##### STORED ROWS

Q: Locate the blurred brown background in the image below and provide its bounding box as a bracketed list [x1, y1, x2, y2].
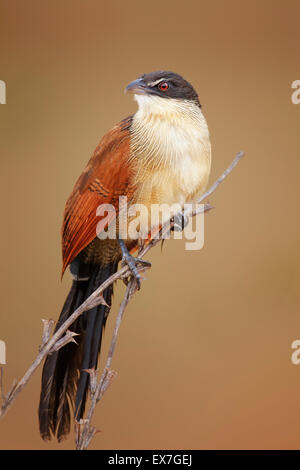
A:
[0, 0, 300, 449]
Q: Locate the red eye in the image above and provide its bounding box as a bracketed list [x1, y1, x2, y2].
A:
[158, 82, 169, 91]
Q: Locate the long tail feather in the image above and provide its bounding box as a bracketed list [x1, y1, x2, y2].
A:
[39, 263, 117, 441]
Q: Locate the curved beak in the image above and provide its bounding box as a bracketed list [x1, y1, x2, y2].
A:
[124, 78, 147, 95]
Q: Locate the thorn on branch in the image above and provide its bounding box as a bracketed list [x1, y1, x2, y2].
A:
[87, 292, 110, 310]
[49, 330, 79, 354]
[83, 367, 98, 396]
[97, 369, 118, 402]
[39, 319, 55, 351]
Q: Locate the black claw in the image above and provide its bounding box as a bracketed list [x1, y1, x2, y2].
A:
[119, 240, 151, 290]
[171, 214, 189, 232]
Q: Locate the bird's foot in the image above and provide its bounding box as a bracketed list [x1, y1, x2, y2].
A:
[171, 213, 189, 232]
[119, 240, 151, 290]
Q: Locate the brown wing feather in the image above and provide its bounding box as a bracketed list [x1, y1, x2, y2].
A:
[62, 118, 134, 273]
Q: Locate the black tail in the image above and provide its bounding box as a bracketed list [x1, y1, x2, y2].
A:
[39, 260, 117, 441]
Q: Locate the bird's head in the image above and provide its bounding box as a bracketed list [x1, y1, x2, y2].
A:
[125, 71, 200, 115]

##########

EXERCISE DETAILS =
Convert all the lines above into a Markdown table with a Row column for the row number and a Line column for the text, leaving out any blank lines. Omit the pictures from your table.

TASK RESPONSE =
| Row | Line |
|---|---|
| 1 | Q: Locate the blurred brown background in the image below and provide its bounding box as a bracketed list [x1, y1, x2, y2]. |
| 2 | A: |
| 3 | [0, 0, 300, 449] |
| 4 | Q: Locate the red eye in the image above and provide its bounding box as a bracketed list [x1, y1, x2, y2]. |
| 5 | A: |
| 6 | [158, 82, 169, 91] |
| 7 | Q: Locate the long tail feather in the image above and provide its bounding box as a bracketed list [x1, y1, x2, y2]. |
| 8 | A: |
| 9 | [39, 263, 117, 441] |
| 10 | Q: Locate the curved beak in the image above and provide its bounding box as a bracketed list [x1, y1, x2, y2]. |
| 11 | A: |
| 12 | [124, 78, 147, 95] |
| 13 | Q: Locate the thorn on branch in the image above and provide its bounding box as a bracketed list [x1, y1, x2, y2]. |
| 14 | A: |
| 15 | [87, 292, 110, 310] |
| 16 | [49, 330, 79, 354] |
| 17 | [83, 367, 98, 396] |
| 18 | [97, 369, 118, 402] |
| 19 | [39, 319, 55, 351] |
| 20 | Q: Locate the black claw in the image above and provide its bounding box as a bracketed list [x1, y1, x2, y2]. |
| 21 | A: |
| 22 | [119, 240, 151, 290] |
| 23 | [171, 214, 189, 232] |
| 24 | Q: Locate the bird's foot in the image above and provide its bounding box as a bracketed list [x1, y1, x2, y2]. |
| 25 | A: |
| 26 | [171, 213, 189, 232] |
| 27 | [119, 240, 151, 290] |
| 28 | Q: Locate the brown wing feather in the image above and provide its bounding box as a bracketed list [x1, y1, x2, y2]. |
| 29 | A: |
| 30 | [62, 118, 134, 273] |
| 31 | Q: Locate the black tail in the image above and provide its bounding box as a bracketed list [x1, y1, x2, y2]. |
| 32 | A: |
| 33 | [39, 260, 117, 441] |
| 34 | Q: Locate the bird's head in the image above and provide its bounding box as a bracketed list [x1, y1, x2, y2]. |
| 35 | A: |
| 36 | [125, 71, 200, 115] |